Entries taken from a collection.
* begin *
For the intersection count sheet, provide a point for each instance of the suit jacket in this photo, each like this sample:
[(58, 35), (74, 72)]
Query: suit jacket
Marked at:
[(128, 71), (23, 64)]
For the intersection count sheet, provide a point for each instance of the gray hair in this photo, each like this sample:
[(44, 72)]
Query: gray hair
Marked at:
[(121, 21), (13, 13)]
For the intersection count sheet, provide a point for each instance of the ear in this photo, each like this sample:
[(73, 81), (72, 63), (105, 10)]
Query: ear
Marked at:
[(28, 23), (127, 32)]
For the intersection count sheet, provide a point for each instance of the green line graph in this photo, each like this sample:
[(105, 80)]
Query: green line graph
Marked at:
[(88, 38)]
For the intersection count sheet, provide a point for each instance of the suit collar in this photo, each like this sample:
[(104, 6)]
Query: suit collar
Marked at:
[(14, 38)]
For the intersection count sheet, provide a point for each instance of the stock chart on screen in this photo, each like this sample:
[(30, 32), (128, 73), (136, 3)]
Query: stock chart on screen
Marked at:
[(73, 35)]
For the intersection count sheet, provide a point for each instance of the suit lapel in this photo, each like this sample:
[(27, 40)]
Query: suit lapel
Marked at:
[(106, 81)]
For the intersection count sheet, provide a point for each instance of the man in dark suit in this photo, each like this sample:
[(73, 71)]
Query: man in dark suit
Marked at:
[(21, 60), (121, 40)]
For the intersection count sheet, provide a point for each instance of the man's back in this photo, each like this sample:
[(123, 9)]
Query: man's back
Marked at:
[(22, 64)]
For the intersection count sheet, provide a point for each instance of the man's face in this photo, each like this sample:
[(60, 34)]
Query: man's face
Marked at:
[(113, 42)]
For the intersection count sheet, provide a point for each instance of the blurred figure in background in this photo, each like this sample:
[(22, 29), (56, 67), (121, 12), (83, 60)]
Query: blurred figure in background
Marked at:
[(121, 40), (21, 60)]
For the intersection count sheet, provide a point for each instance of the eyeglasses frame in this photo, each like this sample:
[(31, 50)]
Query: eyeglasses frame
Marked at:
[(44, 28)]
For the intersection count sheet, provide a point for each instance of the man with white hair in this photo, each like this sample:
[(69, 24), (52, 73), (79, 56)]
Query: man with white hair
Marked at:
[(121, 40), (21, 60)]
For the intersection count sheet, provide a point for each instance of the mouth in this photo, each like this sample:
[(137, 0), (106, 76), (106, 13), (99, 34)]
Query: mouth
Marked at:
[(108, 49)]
* end *
Exercise brief. Return the listing above word for word.

Solution for this exercise.
For the intersection count sheet, provide a point for each instance of the suit jacket in this photo, each like this sample:
[(58, 35), (74, 72)]
Query: suit jacket
Marked at:
[(128, 71), (23, 64)]
For the intersection count sheet, provide a point for each instance of the gray hair in this photo, each like this sample:
[(44, 72)]
Query: gray hair
Marked at:
[(121, 21), (13, 13)]
For the intersection count sheet, provide a point for each instance of the ear in this photo, each like this sample:
[(73, 81), (72, 63), (105, 10)]
Query: ear
Marked at:
[(28, 23), (127, 32)]
For the intersection count sheet, provide a point for each instance of the green line graph in this photo, each like this sample:
[(105, 80)]
Query: green line graph
Marked at:
[(88, 38)]
For the intersection count sheet, provide a point for each instance of the suit collar in this photo, each like this sample:
[(104, 6)]
Query: suit collar
Marked at:
[(14, 38)]
For the intersection count sheet, provide a point for each instance of the stock chart on screen in this photo, each like this sample:
[(30, 32), (128, 73), (136, 3)]
Query: stock chart on screen
Marked at:
[(73, 35)]
For the intersection count sheet, provide a point for each instance of the suit lapel in this photo, each like this sample:
[(27, 40)]
Query: suit lapel
Marked at:
[(106, 81)]
For the intersection count sheet, provide a point for each instance of the man in dark suit in this photo, each like this sample:
[(73, 71)]
Query: man in dark suit
Marked at:
[(21, 60), (121, 40)]
For the intersection count sheet, provide a point for each instance of the man's back in this photo, each like this sample:
[(123, 9)]
Query: man's back
Marked at:
[(22, 64)]
For the intersection count sheet, provide a point for each instance of the man's face in this photo, each like this sample:
[(60, 34)]
Query: man's face
Marked at:
[(113, 42)]
For the intersection count sheet, provide a point for each instance of the blurred figure in background in this photo, each like this sample:
[(22, 29), (56, 67), (121, 12), (83, 60)]
Query: blurred figure in background
Marked at:
[(121, 40), (21, 60)]
For the intersection count sheet, provide a point for each instance of the eyeglasses frame in this photo, each like this sample:
[(31, 50)]
Query: eyeglasses frame
Marked at:
[(44, 28)]
For the intersection count sheet, provide a point for each instance of the man with white hair in this photo, each like this sample:
[(69, 24), (52, 73), (79, 56)]
Query: man with white hair
Marked at:
[(121, 40), (21, 60)]
For the intersection count sheet, provide a point for each instance of the mouth in this photo, each like this sample:
[(137, 0), (106, 76), (106, 13), (99, 34)]
Query: mouth
Marked at:
[(108, 49)]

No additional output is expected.